• _Brano fornito_

Ma, a dispetto del tempo, Katmandu è ancora lì. Muri di mattoni, forati da finestre da cui non passa il sole, legno dai disegni a prima vista confusi ed esasperati nella geometria; la 'desumaragia', l'unica finestra al mondo che ha un nome, letteralmente: non ce n'è un'altra uguale,.Ed è facile crederci. Il filo a piombo spesso è un'opzione che qualche artigiano costruttore sperimenta di tanto in tanto ma che la norma considera forse una contaminazione nella tecnica edile.

• _Estratto della fonte_
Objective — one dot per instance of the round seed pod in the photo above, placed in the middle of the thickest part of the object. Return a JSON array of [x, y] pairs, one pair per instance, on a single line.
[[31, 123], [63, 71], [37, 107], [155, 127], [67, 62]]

• _Istruzioni esercizio_
Riprendi il brano su Katmandu subito dopo la sua ultima frase e continualo nello stesso tono.

• _Risultato_
Si comincia con il pellegrinaggio a Dakshinkali. Ma oggi, stranamente, solo un pollo e un capretto. Riposti sotto l'ascella di qualche fedele, ascoltano inconsapevoli, sotto le carezze che li accompagnano al sacrificio, le ultime raccomandazioni da portare a Kali. E giù, foto. A Kirtpur, ormai cosmopolita, si parlano tutte le lingue ed è chiaro che nell'Università locale si praticano intensi studi sul linguaggio non verbale: fermati, riconosciuti ed intervistati nella vostra lingua qualunque essa sia dall' ugrofinnico ai diletti di origine bantu sudanese. La mia pelle araba, la  faccia da Sick, la mia statura da cingalese, il  gesticolare siculo ed infine il mio sguardo penetrante da Sean Connery ultimo atto li disorienta e mi salvo. Mi salvo dalla trappola che, come ragni da tela, falsi studenti ma veri rompiballe tendono ad ogni angolo al costo 100 Rupie, e si risparmia sulle foto. Swayambu, al pomeriggio è un appuntamento. Scimmie, tromboni, monaci e mercanti attorno ai sette cieli di Budda e io fra loro per la foto di rito, prima che sia troppo tardi per sorridere ancora. Piove, vacche, bambini tra fango e petali di fiori.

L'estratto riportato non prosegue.